_Задания_:
A - В каком году, согласно отрывку о Вяземском, он стал дедушкой?
B - Представьте все строки листинга в виде таблицы Markdown со столбцами «№» и «Строка». Пустые строки в таблицу не включайте.

Эта странная страсть, погасшая сама собою, была сублимацией, заменой чего-то, что могло бы быть, что было раньше. Старик. В 1837 году он стал дедушкой — Маша Валуева родила дочь Лизу… Вяземский смотрел на себя в зеркало — да, старик. Но как не хочется признавать себя стариком вслух… И сердце-то, мысли — вовсе не старческие.
В Петербурге жизни никакой не было. Департамент, Канкрин, вицмундир, тусклые подобия прежних салонов, утомительно однообразное остроумие Мятлева… Писалось плохо, да и не о чем было писать; и очень редко публиковался он в эти годы (по иронии судьбы, именно в это беспросветное время пришло официальное признание его литературных заслуг — членство в Российской Академии и Академии наук). Печататься было почти негде: журналы серы и благопристойны, как петербургское небо в дождь.

_Исходный листинг_:

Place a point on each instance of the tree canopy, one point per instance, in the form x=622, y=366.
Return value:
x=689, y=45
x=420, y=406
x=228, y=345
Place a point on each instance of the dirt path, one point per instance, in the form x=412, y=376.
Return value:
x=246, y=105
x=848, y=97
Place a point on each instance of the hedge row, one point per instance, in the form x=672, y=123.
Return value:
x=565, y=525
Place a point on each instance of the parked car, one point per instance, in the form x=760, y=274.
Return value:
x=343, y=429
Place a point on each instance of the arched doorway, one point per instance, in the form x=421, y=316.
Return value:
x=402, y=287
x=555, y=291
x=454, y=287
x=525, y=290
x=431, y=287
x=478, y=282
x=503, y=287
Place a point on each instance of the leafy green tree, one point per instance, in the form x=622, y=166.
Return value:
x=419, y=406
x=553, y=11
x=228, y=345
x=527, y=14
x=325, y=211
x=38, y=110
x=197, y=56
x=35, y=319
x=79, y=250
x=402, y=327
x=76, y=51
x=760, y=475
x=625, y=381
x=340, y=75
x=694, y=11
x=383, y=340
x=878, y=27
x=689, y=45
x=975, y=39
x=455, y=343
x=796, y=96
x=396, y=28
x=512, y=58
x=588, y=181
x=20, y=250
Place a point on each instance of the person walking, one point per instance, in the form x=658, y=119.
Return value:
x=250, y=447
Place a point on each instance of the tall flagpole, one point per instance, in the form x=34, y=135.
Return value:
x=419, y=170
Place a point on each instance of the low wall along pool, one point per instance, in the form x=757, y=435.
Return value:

_Результаты заданий_:
A - В 1837 году.

B -
| № | Строка |
|---|---|
| 1 | Place a point on each instance of the tree canopy, one point per instance, in the form x=622, y=366. |
| 2 | Return value: |
| 3 | x=689, y=45 |
| 4 | x=420, y=406 |
| 5 | x=228, y=345 |
| 6 | Place a point on each instance of the dirt path, one point per instance, in the form x=412, y=376. |
| 7 | Return value: |
| 8 | x=246, y=105 |
| 9 | x=848, y=97 |
| 10 | Place a point on each instance of the hedge row, one point per instance, in the form x=672, y=123. |
| 11 | Return value: |
| 12 | x=565, y=525 |
| 13 | Place a point on each instance of the parked car, one point per instance, in the form x=760, y=274. |
| 14 | Return value: |
| 15 | x=343, y=429 |
| 16 | Place a point on each instance of the arched doorway, one point per instance, in the form x=421, y=316. |
| 17 | Return value: |
| 18 | x=402, y=287 |
| 19 | x=555, y=291 |
| 20 | x=454, y=287 |
| 21 | x=525, y=290 |
| 22 | x=431, y=287 |
| 23 | x=478, y=282 |
| 24 | x=503, y=287 |
| 25 | Place a point on each instance of the leafy green tree, one point per instance, in the form x=622, y=166. |
| 26 | Return value: |
| 27 | x=419, y=406 |
| 28 | x=553, y=11 |
| 29 | x=228, y=345 |
| 30 | x=527, y=14 |
| 31 | x=325, y=211 |
| 32 | x=38, y=110 |
| 33 | x=197, y=56 |
| 34 | x=35, y=319 |
| 35 | x=79, y=250 |
| 36 | x=402, y=327 |
| 37 | x=76, y=51 |
| 38 | x=760, y=475 |
| 39 | x=625, y=381 |
| 40 | x=340, y=75 |
| 41 | x=694, y=11 |
| 42 | x=383, y=340 |
| 43 | x=878, y=27 |
| 44 | x=689, y=45 |
| 45 | x=975, y=39 |
| 46 | x=455, y=343 |
| 47 | x=796, y=96 |
| 48 | x=396, y=28 |
| 49 | x=512, y=58 |
| 50 | x=588, y=181 |
| 51 | x=20, y=250 |
| 52 | Place a point on each instance of the person walking, one point per instance, in the form x=658, y=119. |
| 53 | Return value: |
| 54 | x=250, y=447 |
| 55 | Place a point on each instance of the tall flagpole, one point per instance, in the form x=34, y=135. |
| 56 | Return value: |
| 57 | x=419, y=170 |
| 58 | Place a point on each instance of the low wall along pool, one point per instance, in the form x=757, y=435. |
| 59 | Return value: |